ENTRIES SHOWN section start

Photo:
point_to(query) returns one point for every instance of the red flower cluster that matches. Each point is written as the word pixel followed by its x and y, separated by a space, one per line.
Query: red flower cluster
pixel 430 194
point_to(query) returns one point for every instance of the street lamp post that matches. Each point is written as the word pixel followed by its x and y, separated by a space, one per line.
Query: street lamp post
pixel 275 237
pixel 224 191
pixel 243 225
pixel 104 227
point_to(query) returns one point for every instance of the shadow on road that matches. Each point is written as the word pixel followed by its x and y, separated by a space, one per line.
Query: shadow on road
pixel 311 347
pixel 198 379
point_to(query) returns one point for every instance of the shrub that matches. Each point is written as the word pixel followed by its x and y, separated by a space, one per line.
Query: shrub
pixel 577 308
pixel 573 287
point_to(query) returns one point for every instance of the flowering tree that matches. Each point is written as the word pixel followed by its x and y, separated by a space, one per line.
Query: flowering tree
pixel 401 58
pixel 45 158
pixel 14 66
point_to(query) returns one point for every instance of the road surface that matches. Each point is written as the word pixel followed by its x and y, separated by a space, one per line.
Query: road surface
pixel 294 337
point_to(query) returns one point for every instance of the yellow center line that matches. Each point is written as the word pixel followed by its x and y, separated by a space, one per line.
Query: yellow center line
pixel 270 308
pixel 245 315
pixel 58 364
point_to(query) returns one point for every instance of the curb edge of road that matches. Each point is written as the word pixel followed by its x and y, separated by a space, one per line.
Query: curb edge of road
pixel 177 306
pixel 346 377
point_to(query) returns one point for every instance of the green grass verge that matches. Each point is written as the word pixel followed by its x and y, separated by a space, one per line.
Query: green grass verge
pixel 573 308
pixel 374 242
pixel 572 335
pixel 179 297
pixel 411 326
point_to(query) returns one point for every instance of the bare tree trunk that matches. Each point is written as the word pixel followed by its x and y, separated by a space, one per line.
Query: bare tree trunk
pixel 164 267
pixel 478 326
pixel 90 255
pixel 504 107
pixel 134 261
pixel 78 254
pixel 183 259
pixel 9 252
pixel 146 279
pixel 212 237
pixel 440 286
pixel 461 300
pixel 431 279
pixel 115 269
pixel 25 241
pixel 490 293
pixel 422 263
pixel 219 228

ENTRIES SHOWN section end

THE PROBLEM:
Would you please copy every line of the data exactly?

RESULT OF THE EXERCISE:
Photo:
point_to(query) returns one point for every instance of the red flower cluster that matches. Each point is written as the word pixel followed by its x and y, separated by a space, one per line.
Query: red flower cluster
pixel 430 194
point_to(query) returns one point for every instance of the street lamp post that matches. Each point is written as the word pixel followed by its x and y, separated by a space, one per line.
Query: street lamp post
pixel 275 237
pixel 224 191
pixel 243 225
pixel 104 227
point_to(query) returns one point for every instance of the shadow on road that matches. Each point is written as the word pixel followed by its x and y, separated by a space, one per line.
Query: shadow on road
pixel 311 347
pixel 198 379
point_to(query) returns one point for every instance of the shrub that matches. Each point is written as the word pixel followed by its x and y, separated by a space, one per line.
Query: shrub
pixel 577 308
pixel 573 287
point_to(query) returns one point for every instance of the flowering tree that matches. Each point is written as the word pixel followed by its x and y, separated by a space, one per line.
Query: flowering tree
pixel 401 58
pixel 45 158
pixel 14 66
point_to(query) returns one point for every instance of the road surface that matches. Each point is written as the word pixel followed by its x and y, separated by a space, one per line.
Query: road surface
pixel 294 337
point_to(query) returns one point for every instance of the yellow center line that matches. Each point is written as the word pixel followed by its x and y, separated by a space, one per line.
Query: yellow center line
pixel 270 308
pixel 245 315
pixel 58 364
point_to(query) returns one point for every instance of the curb edge of road that matches. Each point is written as the word pixel followed by its x and y, separated by a space, one per line.
Query: curb edge of road
pixel 177 306
pixel 346 377
point_to(query) returns one point for every instance of the green grass verge that matches. Each point is written as the word pixel followed by its x and y, separated by a space, one per line.
Query: green grass verge
pixel 573 308
pixel 374 242
pixel 572 335
pixel 179 297
pixel 411 326
point_to(query) returns one point for every instance of the bare tree trunk that matches. Each point is written as the word pixel followed by its x and y, separated by a space, one per line.
Query: bare tree trunk
pixel 164 267
pixel 478 326
pixel 90 255
pixel 504 107
pixel 134 261
pixel 78 254
pixel 183 259
pixel 9 252
pixel 146 279
pixel 212 237
pixel 440 286
pixel 461 300
pixel 431 279
pixel 115 269
pixel 25 241
pixel 490 293
pixel 422 263
pixel 219 228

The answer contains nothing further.